**Directions**: Among the lines of the data below, count those that hold the word "gray". Answer with the number alone.
** Opening Data records block **
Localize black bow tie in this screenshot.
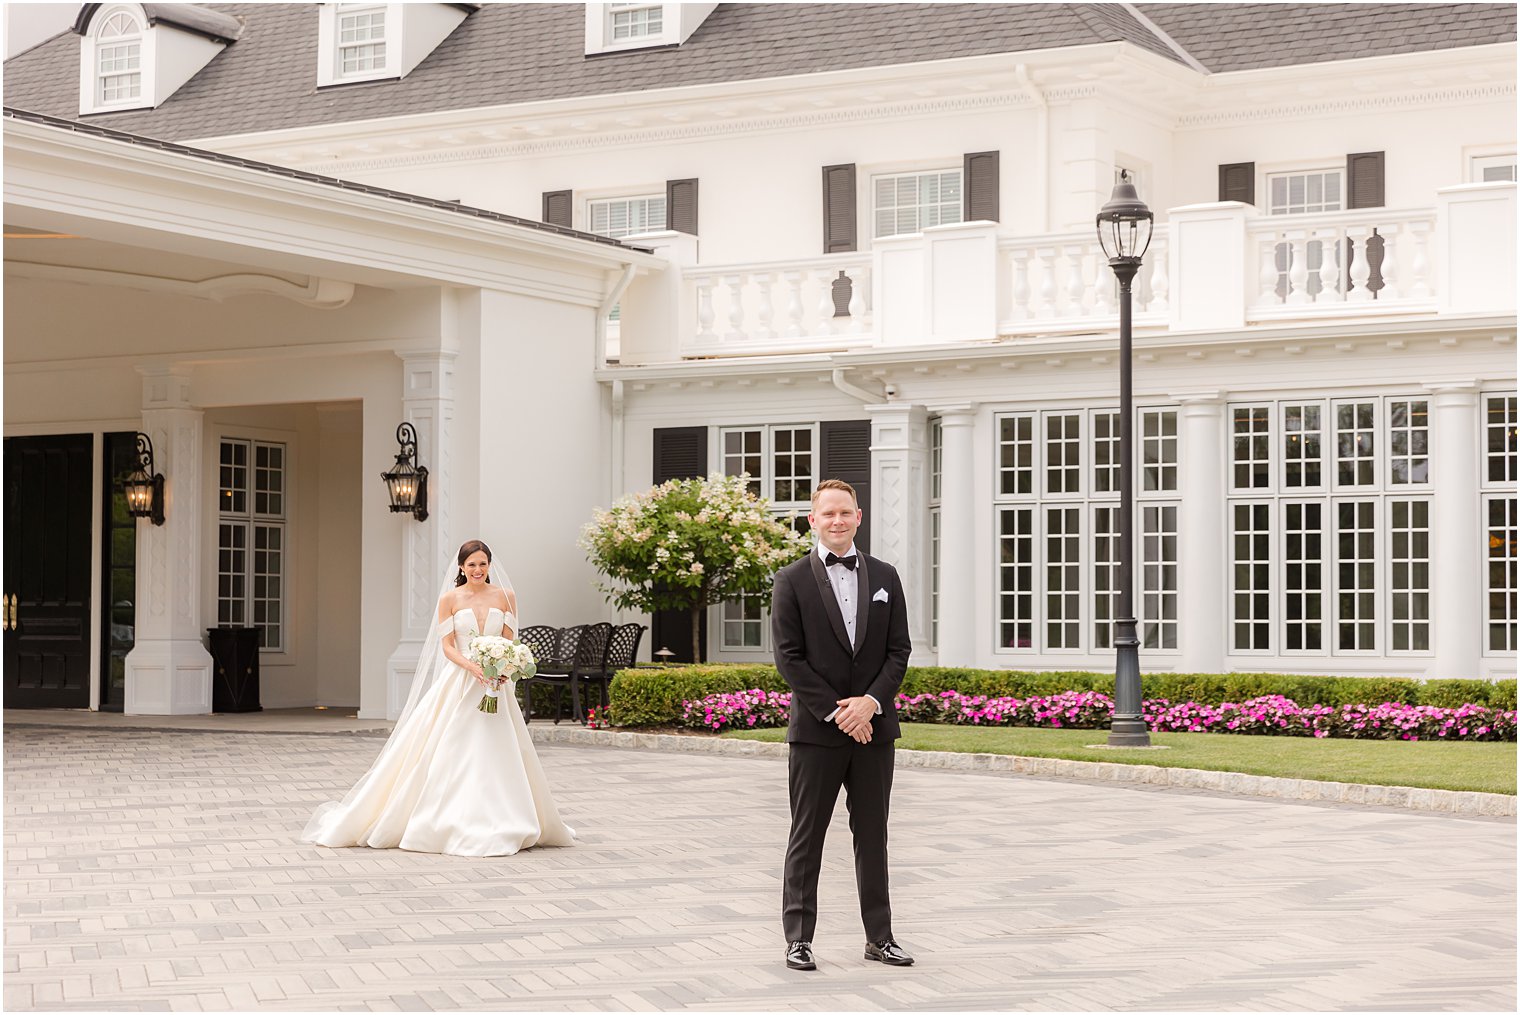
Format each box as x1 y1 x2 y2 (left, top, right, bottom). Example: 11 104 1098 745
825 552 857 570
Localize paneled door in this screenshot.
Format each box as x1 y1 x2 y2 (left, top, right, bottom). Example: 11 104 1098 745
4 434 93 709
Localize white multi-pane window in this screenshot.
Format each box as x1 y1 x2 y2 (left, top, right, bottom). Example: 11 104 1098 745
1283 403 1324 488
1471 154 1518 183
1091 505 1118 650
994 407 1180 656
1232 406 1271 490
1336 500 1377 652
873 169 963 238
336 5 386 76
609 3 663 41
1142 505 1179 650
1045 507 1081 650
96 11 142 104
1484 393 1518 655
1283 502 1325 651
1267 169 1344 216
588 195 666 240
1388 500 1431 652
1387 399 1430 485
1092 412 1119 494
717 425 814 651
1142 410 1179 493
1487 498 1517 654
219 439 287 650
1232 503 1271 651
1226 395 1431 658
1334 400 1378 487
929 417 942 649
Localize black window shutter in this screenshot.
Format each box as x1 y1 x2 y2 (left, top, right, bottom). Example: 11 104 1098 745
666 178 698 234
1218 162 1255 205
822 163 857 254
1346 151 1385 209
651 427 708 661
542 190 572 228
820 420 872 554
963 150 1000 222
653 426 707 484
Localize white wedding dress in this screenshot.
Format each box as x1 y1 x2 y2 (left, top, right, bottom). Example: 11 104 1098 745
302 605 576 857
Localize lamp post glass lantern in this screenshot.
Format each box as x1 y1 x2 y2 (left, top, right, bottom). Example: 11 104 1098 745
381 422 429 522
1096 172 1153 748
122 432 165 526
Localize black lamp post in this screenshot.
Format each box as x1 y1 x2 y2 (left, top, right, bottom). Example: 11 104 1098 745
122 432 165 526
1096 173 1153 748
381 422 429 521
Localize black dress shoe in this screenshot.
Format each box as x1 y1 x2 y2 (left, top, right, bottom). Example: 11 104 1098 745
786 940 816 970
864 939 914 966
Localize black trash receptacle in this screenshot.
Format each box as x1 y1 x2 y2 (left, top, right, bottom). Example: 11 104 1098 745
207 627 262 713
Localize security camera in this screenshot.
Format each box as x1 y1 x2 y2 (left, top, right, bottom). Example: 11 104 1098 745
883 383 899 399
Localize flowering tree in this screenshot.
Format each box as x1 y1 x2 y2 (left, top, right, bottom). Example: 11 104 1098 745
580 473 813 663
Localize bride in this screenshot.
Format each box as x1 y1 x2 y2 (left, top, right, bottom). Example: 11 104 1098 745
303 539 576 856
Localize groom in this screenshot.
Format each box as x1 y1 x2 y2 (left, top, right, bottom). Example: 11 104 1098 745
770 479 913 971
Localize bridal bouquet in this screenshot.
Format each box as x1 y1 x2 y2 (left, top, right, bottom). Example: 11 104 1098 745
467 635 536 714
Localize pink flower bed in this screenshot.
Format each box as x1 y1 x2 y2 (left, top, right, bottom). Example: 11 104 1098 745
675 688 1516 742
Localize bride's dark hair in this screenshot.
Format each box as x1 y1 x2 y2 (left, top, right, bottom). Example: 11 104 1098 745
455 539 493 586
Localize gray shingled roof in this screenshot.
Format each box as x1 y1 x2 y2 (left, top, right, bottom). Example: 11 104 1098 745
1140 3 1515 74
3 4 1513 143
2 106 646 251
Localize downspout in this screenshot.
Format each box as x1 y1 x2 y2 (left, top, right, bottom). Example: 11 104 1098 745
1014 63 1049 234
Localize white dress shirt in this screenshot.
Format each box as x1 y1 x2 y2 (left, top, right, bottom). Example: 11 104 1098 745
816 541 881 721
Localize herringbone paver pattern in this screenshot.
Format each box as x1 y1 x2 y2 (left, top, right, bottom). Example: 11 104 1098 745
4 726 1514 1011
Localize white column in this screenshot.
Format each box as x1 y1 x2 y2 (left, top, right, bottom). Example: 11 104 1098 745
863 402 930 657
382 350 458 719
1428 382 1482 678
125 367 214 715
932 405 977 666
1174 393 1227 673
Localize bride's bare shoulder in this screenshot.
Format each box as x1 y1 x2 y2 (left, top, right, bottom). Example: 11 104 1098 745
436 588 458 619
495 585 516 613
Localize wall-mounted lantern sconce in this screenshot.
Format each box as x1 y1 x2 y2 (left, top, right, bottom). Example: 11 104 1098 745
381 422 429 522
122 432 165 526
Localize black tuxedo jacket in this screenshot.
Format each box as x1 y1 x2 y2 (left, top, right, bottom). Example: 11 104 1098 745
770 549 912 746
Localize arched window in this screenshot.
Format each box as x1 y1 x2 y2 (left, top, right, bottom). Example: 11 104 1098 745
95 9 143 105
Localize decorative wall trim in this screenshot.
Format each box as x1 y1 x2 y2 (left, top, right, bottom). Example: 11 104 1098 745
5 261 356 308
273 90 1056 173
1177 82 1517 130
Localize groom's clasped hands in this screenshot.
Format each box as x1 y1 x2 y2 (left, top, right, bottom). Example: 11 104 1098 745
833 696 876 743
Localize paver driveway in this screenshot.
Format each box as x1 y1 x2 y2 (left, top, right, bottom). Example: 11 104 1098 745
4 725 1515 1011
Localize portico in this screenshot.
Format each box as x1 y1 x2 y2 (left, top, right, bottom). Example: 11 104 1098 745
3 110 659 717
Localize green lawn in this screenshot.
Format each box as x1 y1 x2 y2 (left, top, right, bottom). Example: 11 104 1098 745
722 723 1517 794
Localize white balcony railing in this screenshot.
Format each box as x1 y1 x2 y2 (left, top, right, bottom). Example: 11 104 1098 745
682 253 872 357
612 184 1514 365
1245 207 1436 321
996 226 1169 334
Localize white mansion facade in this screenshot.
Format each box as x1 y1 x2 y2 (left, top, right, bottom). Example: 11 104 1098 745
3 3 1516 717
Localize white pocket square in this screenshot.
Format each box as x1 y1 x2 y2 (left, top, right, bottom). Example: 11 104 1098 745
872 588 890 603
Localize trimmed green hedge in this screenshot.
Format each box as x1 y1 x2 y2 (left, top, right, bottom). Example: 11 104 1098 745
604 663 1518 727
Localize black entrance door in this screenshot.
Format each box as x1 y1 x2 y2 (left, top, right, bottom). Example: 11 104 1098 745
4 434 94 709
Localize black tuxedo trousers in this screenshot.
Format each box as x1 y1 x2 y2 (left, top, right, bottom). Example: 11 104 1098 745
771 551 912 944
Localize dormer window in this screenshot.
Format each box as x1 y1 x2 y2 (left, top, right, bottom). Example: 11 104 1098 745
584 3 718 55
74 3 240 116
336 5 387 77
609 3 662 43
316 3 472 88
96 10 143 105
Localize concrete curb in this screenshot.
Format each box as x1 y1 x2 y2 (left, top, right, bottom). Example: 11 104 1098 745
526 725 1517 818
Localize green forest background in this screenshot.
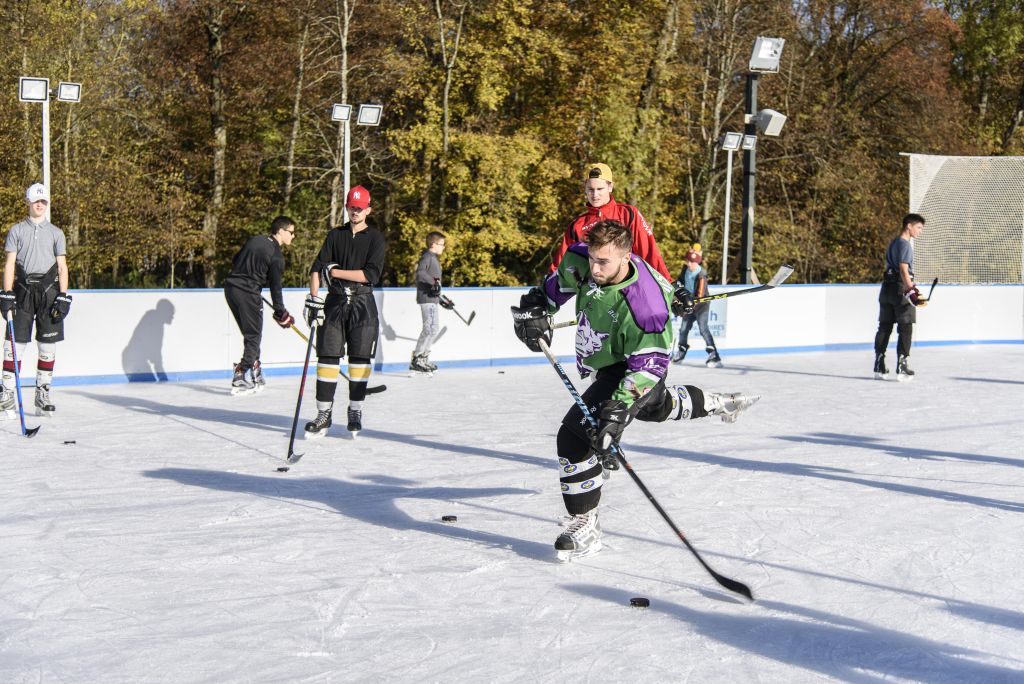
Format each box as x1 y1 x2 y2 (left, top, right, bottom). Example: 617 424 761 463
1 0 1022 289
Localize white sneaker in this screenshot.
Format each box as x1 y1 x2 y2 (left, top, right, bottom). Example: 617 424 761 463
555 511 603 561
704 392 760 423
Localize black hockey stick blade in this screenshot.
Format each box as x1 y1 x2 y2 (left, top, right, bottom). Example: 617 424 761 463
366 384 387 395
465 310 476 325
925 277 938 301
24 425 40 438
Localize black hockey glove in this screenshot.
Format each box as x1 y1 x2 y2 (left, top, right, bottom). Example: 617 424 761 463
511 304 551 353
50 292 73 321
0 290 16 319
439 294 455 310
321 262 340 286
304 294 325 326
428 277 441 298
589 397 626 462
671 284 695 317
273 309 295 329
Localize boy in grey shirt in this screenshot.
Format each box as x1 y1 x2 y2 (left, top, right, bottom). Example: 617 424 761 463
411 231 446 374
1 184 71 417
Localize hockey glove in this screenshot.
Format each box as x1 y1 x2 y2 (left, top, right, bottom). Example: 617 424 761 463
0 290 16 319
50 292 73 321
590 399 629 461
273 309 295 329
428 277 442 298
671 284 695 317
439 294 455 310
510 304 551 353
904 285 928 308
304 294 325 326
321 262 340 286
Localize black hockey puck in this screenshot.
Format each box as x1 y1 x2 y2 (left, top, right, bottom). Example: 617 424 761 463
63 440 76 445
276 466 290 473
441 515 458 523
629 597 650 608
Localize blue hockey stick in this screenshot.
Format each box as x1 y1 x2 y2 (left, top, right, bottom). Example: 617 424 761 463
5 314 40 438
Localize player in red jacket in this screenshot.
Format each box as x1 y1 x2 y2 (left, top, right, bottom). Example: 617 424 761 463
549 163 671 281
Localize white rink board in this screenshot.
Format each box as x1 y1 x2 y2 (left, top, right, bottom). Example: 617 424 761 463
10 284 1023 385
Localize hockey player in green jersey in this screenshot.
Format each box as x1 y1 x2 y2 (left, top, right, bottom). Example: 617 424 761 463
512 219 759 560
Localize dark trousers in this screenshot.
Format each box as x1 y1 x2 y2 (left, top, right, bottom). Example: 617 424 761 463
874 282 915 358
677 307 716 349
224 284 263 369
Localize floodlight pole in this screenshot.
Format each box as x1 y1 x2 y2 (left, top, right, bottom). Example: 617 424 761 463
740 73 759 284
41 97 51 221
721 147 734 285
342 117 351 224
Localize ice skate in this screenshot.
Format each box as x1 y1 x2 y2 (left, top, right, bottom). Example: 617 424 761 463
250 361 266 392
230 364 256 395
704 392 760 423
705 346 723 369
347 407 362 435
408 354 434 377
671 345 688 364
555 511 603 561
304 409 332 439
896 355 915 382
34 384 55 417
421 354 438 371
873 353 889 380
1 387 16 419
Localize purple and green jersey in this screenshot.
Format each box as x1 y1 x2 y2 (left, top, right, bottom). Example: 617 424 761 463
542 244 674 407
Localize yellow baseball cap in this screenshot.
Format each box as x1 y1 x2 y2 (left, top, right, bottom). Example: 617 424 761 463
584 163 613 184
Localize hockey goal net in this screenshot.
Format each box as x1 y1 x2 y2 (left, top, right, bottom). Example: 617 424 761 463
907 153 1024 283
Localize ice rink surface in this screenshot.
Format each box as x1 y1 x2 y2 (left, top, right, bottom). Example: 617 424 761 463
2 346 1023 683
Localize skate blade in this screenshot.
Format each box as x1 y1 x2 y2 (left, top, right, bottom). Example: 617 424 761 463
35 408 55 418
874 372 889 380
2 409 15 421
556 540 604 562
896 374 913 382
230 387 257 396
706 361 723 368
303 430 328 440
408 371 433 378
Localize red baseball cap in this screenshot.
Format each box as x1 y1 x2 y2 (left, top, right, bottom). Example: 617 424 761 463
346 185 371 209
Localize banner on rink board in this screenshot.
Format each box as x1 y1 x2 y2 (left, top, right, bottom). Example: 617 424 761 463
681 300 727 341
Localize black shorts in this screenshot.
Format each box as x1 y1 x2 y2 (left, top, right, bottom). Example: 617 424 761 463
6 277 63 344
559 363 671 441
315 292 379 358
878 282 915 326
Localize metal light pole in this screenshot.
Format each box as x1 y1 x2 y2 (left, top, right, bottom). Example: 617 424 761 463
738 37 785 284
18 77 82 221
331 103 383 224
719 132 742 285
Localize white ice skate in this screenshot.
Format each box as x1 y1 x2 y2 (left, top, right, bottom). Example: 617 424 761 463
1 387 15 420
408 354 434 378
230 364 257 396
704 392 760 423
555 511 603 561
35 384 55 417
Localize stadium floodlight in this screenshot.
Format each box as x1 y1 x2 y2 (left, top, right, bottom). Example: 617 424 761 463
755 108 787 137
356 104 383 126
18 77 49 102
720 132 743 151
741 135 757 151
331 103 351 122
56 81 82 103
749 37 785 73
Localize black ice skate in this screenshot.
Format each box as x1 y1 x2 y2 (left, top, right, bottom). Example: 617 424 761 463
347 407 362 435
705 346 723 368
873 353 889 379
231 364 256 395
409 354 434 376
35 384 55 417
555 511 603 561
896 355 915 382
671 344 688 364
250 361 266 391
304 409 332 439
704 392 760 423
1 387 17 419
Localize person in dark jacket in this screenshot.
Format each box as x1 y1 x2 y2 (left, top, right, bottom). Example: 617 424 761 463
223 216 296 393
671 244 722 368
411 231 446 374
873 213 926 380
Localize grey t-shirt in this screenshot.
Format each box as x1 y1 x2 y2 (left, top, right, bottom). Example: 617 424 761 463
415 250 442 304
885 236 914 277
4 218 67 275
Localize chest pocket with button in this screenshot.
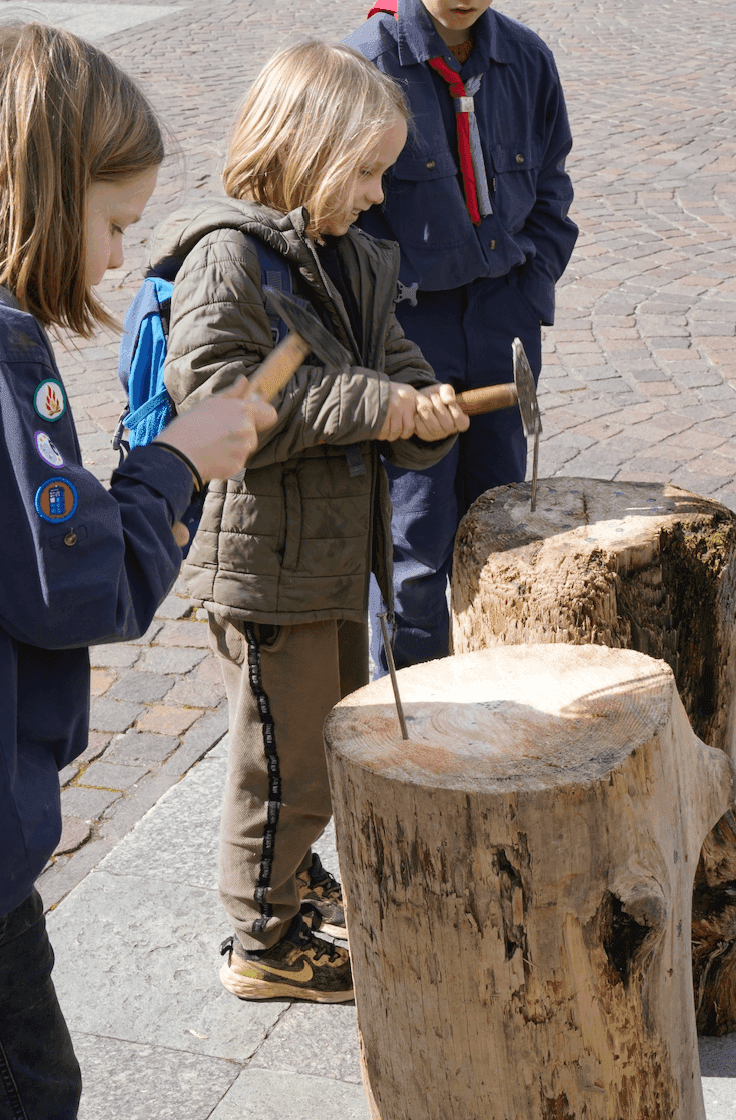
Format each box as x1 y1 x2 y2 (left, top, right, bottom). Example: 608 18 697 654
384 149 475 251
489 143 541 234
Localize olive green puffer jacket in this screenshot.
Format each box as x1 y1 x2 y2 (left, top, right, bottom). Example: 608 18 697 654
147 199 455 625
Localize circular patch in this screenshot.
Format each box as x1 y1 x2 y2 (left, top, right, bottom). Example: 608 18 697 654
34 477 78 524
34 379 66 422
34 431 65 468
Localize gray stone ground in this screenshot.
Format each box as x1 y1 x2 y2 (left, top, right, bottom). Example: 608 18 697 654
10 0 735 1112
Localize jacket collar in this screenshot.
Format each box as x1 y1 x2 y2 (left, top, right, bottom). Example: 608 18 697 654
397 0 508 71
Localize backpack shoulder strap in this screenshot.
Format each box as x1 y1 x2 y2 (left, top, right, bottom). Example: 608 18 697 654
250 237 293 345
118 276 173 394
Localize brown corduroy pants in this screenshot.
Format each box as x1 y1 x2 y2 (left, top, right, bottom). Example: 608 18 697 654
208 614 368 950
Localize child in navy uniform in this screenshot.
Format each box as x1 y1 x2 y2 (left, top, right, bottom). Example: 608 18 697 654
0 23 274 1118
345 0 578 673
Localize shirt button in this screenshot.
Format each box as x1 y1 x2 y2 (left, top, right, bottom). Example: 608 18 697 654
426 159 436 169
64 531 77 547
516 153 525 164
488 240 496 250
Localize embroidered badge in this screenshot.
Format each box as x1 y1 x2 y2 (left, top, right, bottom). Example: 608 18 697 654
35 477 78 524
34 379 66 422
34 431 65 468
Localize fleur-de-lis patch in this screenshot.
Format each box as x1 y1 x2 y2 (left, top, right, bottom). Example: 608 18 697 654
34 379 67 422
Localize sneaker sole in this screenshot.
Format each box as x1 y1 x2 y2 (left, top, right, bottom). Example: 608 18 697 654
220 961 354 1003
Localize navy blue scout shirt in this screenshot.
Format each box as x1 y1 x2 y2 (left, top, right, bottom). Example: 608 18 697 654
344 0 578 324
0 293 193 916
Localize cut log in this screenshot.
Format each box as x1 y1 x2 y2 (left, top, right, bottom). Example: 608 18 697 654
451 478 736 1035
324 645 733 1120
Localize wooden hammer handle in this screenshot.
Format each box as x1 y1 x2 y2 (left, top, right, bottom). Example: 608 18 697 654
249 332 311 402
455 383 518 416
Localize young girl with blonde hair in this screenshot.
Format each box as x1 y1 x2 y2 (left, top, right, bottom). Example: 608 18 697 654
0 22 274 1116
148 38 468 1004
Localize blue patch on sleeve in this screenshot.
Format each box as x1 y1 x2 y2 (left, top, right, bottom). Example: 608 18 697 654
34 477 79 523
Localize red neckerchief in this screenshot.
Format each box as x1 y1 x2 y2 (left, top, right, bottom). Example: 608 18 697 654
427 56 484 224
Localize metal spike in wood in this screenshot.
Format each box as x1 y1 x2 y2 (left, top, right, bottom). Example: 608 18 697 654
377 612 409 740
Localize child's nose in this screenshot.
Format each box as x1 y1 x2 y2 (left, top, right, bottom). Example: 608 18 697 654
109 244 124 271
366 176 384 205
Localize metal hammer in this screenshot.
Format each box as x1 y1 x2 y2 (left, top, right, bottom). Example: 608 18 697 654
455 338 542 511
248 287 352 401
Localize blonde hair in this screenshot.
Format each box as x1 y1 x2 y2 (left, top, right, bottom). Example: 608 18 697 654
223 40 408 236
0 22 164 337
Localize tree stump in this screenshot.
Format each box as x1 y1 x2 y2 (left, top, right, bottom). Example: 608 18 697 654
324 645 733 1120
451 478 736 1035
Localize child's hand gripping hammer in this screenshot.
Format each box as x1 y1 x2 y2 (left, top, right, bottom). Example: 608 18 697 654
** Closing Data records block **
**Solution for this task**: 2